* AIM
All entries should be output exactly as they stand.

Source records:
━━━
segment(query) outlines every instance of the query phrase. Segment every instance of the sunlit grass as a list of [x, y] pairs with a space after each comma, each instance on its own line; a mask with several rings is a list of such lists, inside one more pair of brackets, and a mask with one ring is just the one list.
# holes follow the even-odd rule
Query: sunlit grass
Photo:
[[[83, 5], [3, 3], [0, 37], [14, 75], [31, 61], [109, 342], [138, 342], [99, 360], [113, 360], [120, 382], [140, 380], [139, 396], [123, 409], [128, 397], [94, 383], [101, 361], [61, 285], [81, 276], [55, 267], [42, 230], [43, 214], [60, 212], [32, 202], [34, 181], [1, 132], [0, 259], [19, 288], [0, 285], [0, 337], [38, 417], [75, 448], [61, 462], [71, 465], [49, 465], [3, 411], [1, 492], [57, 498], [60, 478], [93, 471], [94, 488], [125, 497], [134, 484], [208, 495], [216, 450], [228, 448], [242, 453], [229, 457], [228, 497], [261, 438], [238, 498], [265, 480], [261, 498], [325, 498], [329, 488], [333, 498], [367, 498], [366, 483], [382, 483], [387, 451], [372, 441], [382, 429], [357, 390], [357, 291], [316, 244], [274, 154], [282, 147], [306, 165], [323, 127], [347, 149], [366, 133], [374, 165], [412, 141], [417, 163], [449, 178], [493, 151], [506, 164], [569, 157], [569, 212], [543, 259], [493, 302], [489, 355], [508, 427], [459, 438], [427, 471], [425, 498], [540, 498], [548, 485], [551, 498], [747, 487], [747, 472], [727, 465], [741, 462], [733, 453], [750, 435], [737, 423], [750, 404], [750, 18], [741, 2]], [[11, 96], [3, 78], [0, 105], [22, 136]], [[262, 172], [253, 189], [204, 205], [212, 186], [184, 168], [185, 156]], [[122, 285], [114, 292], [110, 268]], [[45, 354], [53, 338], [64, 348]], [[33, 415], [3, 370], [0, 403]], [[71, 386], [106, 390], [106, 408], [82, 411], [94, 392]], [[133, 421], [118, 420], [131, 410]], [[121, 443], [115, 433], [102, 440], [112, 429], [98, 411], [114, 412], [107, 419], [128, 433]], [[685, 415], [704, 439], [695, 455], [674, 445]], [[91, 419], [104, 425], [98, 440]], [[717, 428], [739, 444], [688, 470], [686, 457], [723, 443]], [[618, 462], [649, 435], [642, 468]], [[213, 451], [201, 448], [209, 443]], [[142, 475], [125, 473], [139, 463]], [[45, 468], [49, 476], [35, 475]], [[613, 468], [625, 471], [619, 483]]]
━━━
* RESULT OF THIS TASK
segment(query) outlines every instance of the query phrase. Segment every instance of the sunlit grass as a list of [x, y] pairs with a space after each comma, each instance on its own line; a mask with several rings is a list of such lists, inside one more pair of brackets, and a mask with one ring is just the one list.
# holes follow the even-odd rule
Query: sunlit grass
Photo:
[[[83, 5], [3, 3], [0, 37], [14, 75], [31, 61], [109, 342], [138, 342], [99, 360], [113, 360], [120, 382], [140, 380], [139, 396], [123, 409], [128, 397], [94, 383], [101, 361], [61, 285], [81, 276], [55, 267], [42, 230], [43, 214], [60, 212], [32, 202], [34, 181], [1, 132], [0, 259], [19, 288], [0, 285], [0, 337], [38, 417], [75, 448], [61, 462], [71, 465], [49, 465], [3, 411], [1, 492], [57, 498], [60, 478], [93, 471], [94, 488], [125, 497], [134, 484], [208, 495], [216, 450], [228, 448], [242, 453], [229, 457], [228, 497], [261, 438], [238, 498], [265, 480], [261, 498], [325, 498], [329, 488], [333, 498], [367, 498], [366, 483], [382, 483], [387, 451], [372, 441], [382, 429], [357, 390], [357, 291], [316, 244], [274, 154], [282, 147], [306, 165], [323, 127], [347, 149], [366, 133], [374, 165], [412, 141], [417, 163], [449, 178], [493, 151], [506, 164], [569, 157], [569, 212], [543, 259], [493, 302], [489, 355], [508, 427], [459, 438], [427, 471], [425, 498], [540, 498], [548, 485], [551, 498], [747, 487], [747, 472], [727, 465], [741, 462], [733, 453], [750, 435], [737, 423], [750, 404], [750, 18], [741, 2]], [[11, 96], [3, 78], [0, 105], [22, 136]], [[262, 172], [253, 189], [204, 205], [212, 186], [184, 168], [185, 156]], [[122, 285], [114, 292], [110, 268]], [[45, 354], [53, 338], [64, 348]], [[33, 415], [3, 370], [0, 403]], [[71, 386], [106, 390], [106, 408], [82, 411], [94, 392]], [[133, 421], [118, 420], [131, 410]], [[121, 443], [115, 433], [102, 440], [112, 429], [98, 411], [114, 412], [107, 419], [128, 433]], [[685, 415], [704, 439], [695, 455], [674, 445]], [[91, 419], [104, 425], [98, 440]], [[717, 428], [739, 444], [688, 470], [686, 457], [723, 443]], [[618, 462], [649, 435], [642, 468]], [[213, 451], [201, 448], [209, 443]], [[142, 475], [125, 473], [139, 463]], [[45, 468], [49, 476], [35, 475]], [[613, 468], [625, 471], [619, 483]]]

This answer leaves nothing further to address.